─── Quoted text ───
We don’t need SidekiqMediator anymore. The current_user will automatically be included as the last argument in every Sidekiq job.

Although there’s one issue here. We included current_user by default to every Sidekiq worker. This means workers which does not expect current_user as an argument will also have current_user as their last argument. This will raise ArgumentError: wrong number of arguments (2 for 1). Here’s an example.

  class DeliveryCreateWorker
    include Sidekiq::Worker

    def perform(data)
      # doesn't use current_user login to track activity when called
      # this will get data, current_user_login as the arguments
    end
  end

To solve this we need to extract current_user argument from job['args'] before the worker starts processing.

Using Sidekiq server middleware to extract current_user login

Sidekiq also provides server middleware which runs before processing any Sidekiq job. We used this to extract current_user from job['args'] and saved it in a global state.

This global state should persist when the server middleware execution is complete and the actual Sidekiq job processing has started. Here’s the server middleware.

  class SidekiqServerMiddleware
    def call(_worker, job, _queue)
      set_request_user(job['args'].pop)
      yield
    end

    private
    def set_request_user(request_user_login)
      RequestStore.store[:request_user_login] = request_user_login
    end
  end

Notice here we used pop to extract the last argument. Since we’re setting the last argument to current_user in the client middleware, the last argument will always be the current_user in server middleware.

Using pop also removes current_user from job['args'] which ensures the worker does not get current_user as an extra argument.

We used request_store to persist a global state. RequestStore provides a per request global storage using Thread.current which stores info as a key value pair. Here’s how we used it in Sidekiq workers to access the current_user info.

  class DeliveryDeleteWorker
    include Sidekiq::Worker

    def perform(delivery)
      user_login = RequestStore.store[:request_user_login]
      user = User.find_by(login: user_login)
      ActivityGenerationService.new(delivery, user) if user
    end
  end

Now we don’t need to pass current_user in the controller when calling the Sidekiq worker. Also we don’t need to add user_login as an extra argument in each Sidekiq worker every time we need to access current_user.

Configure server middleware for Sidekiq test cases

By default Sidekiq does not run server middleware in inline and fake mode.

Because of this current_user was being added in the client middleware but it’s not being extracted in the server middleware since it’s never called.
───
• [Goal]: According to the Sidekiq middleware excerpt, what does RequestStore use to provide per-request global storage? The data that comes next is separate material and has no connection to the Sidekiq middleware excerpt.
─── Given data ───
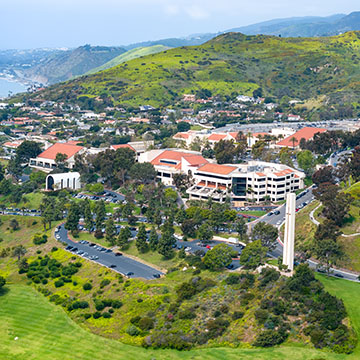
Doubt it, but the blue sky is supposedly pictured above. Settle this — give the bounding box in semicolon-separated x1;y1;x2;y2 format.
0;0;360;49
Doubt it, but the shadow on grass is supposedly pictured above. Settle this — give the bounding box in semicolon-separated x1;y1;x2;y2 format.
0;287;10;296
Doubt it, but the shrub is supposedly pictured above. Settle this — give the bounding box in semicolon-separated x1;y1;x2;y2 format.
255;309;269;324
179;309;196;319
231;311;244;320
139;316;154;331
100;279;111;289
54;279;64;288
206;318;230;339
93;311;101;319
126;325;140;336
33;234;47;245
111;300;123;309
254;330;287;347
130;315;141;326
83;283;92;291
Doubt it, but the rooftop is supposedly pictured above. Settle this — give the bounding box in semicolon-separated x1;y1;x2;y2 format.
───
• [Answer below]: Thread.current